[Named region outline records]
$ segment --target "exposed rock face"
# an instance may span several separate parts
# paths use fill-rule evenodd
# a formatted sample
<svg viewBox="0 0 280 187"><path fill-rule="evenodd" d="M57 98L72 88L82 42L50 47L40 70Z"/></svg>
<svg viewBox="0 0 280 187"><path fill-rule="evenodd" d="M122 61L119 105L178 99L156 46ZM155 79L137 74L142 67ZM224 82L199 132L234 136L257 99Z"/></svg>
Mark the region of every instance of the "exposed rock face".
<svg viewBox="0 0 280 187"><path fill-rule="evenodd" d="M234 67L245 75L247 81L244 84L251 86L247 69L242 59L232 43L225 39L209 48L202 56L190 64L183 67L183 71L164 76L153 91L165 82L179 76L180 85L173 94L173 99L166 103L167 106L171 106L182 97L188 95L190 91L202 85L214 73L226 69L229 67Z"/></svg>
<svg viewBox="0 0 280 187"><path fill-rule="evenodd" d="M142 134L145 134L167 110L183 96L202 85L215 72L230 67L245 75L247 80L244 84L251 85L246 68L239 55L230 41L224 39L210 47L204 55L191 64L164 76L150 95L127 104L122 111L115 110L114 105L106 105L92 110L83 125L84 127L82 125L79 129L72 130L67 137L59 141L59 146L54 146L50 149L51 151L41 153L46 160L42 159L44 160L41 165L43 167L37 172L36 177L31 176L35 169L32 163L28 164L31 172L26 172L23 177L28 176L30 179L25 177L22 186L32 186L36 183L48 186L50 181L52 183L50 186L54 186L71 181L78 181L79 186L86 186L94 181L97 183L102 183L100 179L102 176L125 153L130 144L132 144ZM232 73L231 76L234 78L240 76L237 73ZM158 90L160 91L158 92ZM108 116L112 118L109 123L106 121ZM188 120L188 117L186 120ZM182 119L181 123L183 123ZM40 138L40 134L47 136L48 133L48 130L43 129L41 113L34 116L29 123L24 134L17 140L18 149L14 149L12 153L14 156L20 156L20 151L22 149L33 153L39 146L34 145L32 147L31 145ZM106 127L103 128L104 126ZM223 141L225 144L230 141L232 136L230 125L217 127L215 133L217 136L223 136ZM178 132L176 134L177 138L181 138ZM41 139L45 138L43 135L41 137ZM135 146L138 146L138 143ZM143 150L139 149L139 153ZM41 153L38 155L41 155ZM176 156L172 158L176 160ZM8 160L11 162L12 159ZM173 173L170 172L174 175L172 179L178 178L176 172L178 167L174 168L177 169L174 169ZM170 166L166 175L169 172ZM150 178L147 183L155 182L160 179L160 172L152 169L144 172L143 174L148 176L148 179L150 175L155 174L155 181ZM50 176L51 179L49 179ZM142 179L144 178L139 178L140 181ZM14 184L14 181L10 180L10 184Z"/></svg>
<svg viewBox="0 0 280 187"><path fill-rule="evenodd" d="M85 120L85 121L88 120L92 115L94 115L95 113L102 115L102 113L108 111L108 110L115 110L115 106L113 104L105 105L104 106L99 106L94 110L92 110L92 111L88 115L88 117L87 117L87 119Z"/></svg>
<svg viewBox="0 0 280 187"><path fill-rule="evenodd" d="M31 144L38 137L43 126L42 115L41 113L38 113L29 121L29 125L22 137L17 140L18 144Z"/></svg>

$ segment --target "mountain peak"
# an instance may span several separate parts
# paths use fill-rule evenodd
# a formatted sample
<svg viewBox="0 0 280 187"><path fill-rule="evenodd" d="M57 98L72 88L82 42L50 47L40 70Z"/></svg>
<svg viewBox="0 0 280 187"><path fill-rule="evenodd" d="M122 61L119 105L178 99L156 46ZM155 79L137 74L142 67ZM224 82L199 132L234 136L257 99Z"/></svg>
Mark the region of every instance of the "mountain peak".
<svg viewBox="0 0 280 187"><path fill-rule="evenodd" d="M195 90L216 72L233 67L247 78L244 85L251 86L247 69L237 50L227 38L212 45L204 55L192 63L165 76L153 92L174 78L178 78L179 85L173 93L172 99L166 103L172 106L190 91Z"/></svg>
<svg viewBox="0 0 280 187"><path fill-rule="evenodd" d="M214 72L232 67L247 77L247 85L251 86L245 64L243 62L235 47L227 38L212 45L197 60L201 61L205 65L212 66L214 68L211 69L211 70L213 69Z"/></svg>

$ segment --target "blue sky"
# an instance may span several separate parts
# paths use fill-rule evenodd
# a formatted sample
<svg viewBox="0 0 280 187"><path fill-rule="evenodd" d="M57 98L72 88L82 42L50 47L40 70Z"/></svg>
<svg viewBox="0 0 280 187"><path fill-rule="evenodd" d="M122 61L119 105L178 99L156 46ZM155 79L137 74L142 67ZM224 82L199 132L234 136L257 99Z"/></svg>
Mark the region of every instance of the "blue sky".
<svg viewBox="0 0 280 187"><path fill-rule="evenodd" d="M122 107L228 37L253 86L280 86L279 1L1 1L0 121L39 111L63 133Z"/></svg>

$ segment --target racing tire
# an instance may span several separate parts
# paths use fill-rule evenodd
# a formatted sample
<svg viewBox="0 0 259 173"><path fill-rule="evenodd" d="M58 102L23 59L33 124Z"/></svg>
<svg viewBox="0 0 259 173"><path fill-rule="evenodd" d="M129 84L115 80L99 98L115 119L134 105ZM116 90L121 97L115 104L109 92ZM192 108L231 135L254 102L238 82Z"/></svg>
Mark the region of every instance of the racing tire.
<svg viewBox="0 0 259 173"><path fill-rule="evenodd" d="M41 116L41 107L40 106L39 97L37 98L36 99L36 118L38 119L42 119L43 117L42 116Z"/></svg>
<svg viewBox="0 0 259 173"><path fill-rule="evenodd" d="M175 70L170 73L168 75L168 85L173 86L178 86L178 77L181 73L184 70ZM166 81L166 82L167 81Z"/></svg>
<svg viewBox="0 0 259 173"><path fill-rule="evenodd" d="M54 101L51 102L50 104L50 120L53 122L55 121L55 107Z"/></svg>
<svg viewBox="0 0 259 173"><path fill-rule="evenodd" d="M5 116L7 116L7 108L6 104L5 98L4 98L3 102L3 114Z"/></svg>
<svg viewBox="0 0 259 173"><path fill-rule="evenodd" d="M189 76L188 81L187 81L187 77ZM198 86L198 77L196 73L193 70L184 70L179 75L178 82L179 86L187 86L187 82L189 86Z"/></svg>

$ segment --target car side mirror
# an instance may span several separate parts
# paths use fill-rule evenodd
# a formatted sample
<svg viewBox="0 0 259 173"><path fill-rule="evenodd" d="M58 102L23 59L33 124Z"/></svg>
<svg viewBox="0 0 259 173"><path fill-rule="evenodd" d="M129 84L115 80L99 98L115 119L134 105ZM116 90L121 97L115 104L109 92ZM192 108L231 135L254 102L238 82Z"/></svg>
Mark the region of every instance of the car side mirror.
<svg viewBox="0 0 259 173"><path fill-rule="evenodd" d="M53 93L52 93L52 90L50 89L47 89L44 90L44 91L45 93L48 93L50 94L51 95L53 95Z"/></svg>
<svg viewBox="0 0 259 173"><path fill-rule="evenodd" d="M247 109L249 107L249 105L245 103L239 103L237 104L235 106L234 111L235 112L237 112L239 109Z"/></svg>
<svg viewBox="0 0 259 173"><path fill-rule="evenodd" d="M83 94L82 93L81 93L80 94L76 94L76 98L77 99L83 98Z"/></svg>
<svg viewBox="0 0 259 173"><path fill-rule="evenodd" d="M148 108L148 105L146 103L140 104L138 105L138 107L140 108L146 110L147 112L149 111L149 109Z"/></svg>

■ GIVEN REQUEST
Quote the material exactly, leaving nothing out.

■ COMPLETE RESPONSE
$ segment --target "exposed rock face"
# an instance may span several separate parts
# paths use fill-rule evenodd
# a formatted sample
<svg viewBox="0 0 280 187"><path fill-rule="evenodd" d="M57 98L72 88L82 42L50 47L40 70Z"/></svg>
<svg viewBox="0 0 280 187"><path fill-rule="evenodd" d="M122 61L119 105L178 99L156 46ZM155 79L137 74L142 67ZM224 82L199 132L234 136L257 99Z"/></svg>
Mark the region of every instance of the "exposed rock face".
<svg viewBox="0 0 280 187"><path fill-rule="evenodd" d="M234 67L245 75L247 81L244 84L251 86L247 69L242 59L232 43L225 39L209 48L202 56L190 64L183 67L183 71L164 76L153 91L165 82L179 76L180 85L173 94L173 99L166 103L167 106L171 106L182 97L188 95L190 91L202 85L214 73L226 69L229 67Z"/></svg>
<svg viewBox="0 0 280 187"><path fill-rule="evenodd" d="M142 134L145 134L167 110L183 96L202 85L215 72L230 67L245 75L247 80L244 84L251 85L246 68L239 55L230 41L224 39L210 47L204 55L191 64L164 76L150 95L127 104L122 111L115 110L114 105L106 105L92 110L83 125L84 127L82 125L79 129L72 130L67 137L59 141L59 146L54 146L50 149L51 151L41 153L46 160L42 159L44 160L41 165L43 167L37 172L36 177L31 176L35 169L32 163L28 164L31 172L26 172L23 177L28 176L30 179L25 177L22 186L32 186L36 183L48 186L50 181L52 183L50 186L54 186L71 181L78 181L79 186L86 186L94 181L97 183L102 183L100 179L102 176L125 153L130 144L132 144ZM232 73L231 76L234 78L240 76L237 73ZM158 90L160 91L158 92ZM108 116L112 118L109 123L106 121ZM188 120L188 117L186 120ZM182 119L181 123L183 123ZM40 138L40 134L47 136L48 133L48 130L43 129L41 113L34 116L29 123L24 134L17 140L18 149L14 149L12 153L14 156L20 156L20 151L22 149L33 153L39 146L34 145L32 147L31 145ZM106 127L103 128L104 126ZM223 141L225 144L230 141L232 136L230 125L217 127L215 133L217 136L223 136ZM178 132L176 134L177 138L181 138ZM41 139L45 138L43 135L41 137ZM135 146L138 146L138 143ZM143 150L139 149L139 153ZM41 153L38 155L41 155ZM176 156L172 158L176 160ZM8 160L11 162L12 159ZM173 173L170 172L174 175L172 179L178 178L176 172L178 167L174 168L177 169L174 169ZM170 166L166 175L169 172ZM150 178L147 183L155 182L160 179L160 172L152 169L144 172L143 174L148 176L148 179L150 175L155 174L155 181ZM50 176L51 179L49 179ZM142 179L144 178L139 178L140 181ZM14 184L14 181L10 180L10 184Z"/></svg>
<svg viewBox="0 0 280 187"><path fill-rule="evenodd" d="M85 120L85 121L88 120L92 115L94 115L95 113L102 115L102 113L108 111L108 110L115 110L115 106L113 104L105 105L104 106L99 106L94 110L92 110L92 111L88 115L88 117L87 117L87 119Z"/></svg>
<svg viewBox="0 0 280 187"><path fill-rule="evenodd" d="M31 144L38 137L43 126L42 115L41 113L38 113L29 121L29 125L22 137L17 140L18 144Z"/></svg>

$ segment --target "mountain peak"
# an instance may span several separate parts
# paths use fill-rule evenodd
# a formatted sample
<svg viewBox="0 0 280 187"><path fill-rule="evenodd" d="M57 98L72 88L82 42L50 47L40 70Z"/></svg>
<svg viewBox="0 0 280 187"><path fill-rule="evenodd" d="M122 61L119 105L178 99L156 46ZM155 79L137 74L142 67ZM224 82L199 132L234 136L257 99Z"/></svg>
Mark the region of every instance of the "mountain peak".
<svg viewBox="0 0 280 187"><path fill-rule="evenodd" d="M195 90L216 72L233 67L247 78L244 85L251 86L247 69L237 50L227 38L212 45L204 55L192 63L165 76L153 92L174 78L178 78L179 85L173 93L172 99L166 103L172 106L190 91Z"/></svg>
<svg viewBox="0 0 280 187"><path fill-rule="evenodd" d="M214 72L232 67L247 77L247 85L251 86L245 64L243 62L235 47L227 38L212 45L197 60L201 61L205 65L212 66L214 68L211 69L211 70L213 69Z"/></svg>

$ segment --target "blue sky"
# an instance may span several separate parts
# paths use fill-rule evenodd
# a formatted sample
<svg viewBox="0 0 280 187"><path fill-rule="evenodd" d="M57 98L72 88L82 42L50 47L40 70Z"/></svg>
<svg viewBox="0 0 280 187"><path fill-rule="evenodd" d="M122 61L119 105L178 99L156 46ZM155 79L137 74L142 67ZM224 82L199 132L234 136L257 99Z"/></svg>
Mark the region of every instance of the "blue sky".
<svg viewBox="0 0 280 187"><path fill-rule="evenodd" d="M122 107L228 37L253 86L280 86L279 1L1 1L0 121L39 111L63 133Z"/></svg>

$ segment --target racing tire
# an instance may span several separate parts
# paths use fill-rule evenodd
# a formatted sample
<svg viewBox="0 0 259 173"><path fill-rule="evenodd" d="M58 102L23 59L33 124Z"/></svg>
<svg viewBox="0 0 259 173"><path fill-rule="evenodd" d="M129 84L115 80L99 98L115 119L134 105ZM116 90L121 97L115 104L109 92ZM192 108L231 135L254 102L238 82Z"/></svg>
Mark the region of every instance of the racing tire.
<svg viewBox="0 0 259 173"><path fill-rule="evenodd" d="M41 116L41 107L40 106L39 97L37 98L36 99L36 118L38 119L42 119L43 117L42 116Z"/></svg>
<svg viewBox="0 0 259 173"><path fill-rule="evenodd" d="M175 70L170 73L168 75L168 85L173 86L178 86L178 77L181 73L184 70ZM166 81L166 82L167 81Z"/></svg>
<svg viewBox="0 0 259 173"><path fill-rule="evenodd" d="M54 101L51 102L50 104L50 120L53 122L55 121L55 107Z"/></svg>
<svg viewBox="0 0 259 173"><path fill-rule="evenodd" d="M5 116L7 116L7 108L6 104L5 98L4 98L3 102L3 114Z"/></svg>
<svg viewBox="0 0 259 173"><path fill-rule="evenodd" d="M189 76L188 81L187 81L187 77ZM198 86L198 77L196 73L193 70L184 70L179 75L178 82L179 86L187 86L187 82L189 86Z"/></svg>

$ segment --target car side mirror
# an instance may span several separate parts
# paths use fill-rule evenodd
# a formatted sample
<svg viewBox="0 0 259 173"><path fill-rule="evenodd" d="M58 102L23 59L33 124Z"/></svg>
<svg viewBox="0 0 259 173"><path fill-rule="evenodd" d="M129 84L115 80L99 98L115 119L134 105ZM116 90L121 97L115 104L109 92ZM192 108L231 135L254 102L238 82Z"/></svg>
Mark the region of every instance of the car side mirror.
<svg viewBox="0 0 259 173"><path fill-rule="evenodd" d="M53 93L52 93L52 90L50 89L47 89L44 90L44 91L45 93L48 93L50 94L51 95L53 95Z"/></svg>
<svg viewBox="0 0 259 173"><path fill-rule="evenodd" d="M247 109L249 107L249 105L245 103L239 103L237 104L235 106L234 111L235 112L237 112L239 109Z"/></svg>
<svg viewBox="0 0 259 173"><path fill-rule="evenodd" d="M83 94L82 93L81 93L80 94L76 94L76 98L77 99L83 98Z"/></svg>
<svg viewBox="0 0 259 173"><path fill-rule="evenodd" d="M148 108L148 105L146 103L140 104L138 105L138 107L140 108L146 110L147 112L149 111L149 109Z"/></svg>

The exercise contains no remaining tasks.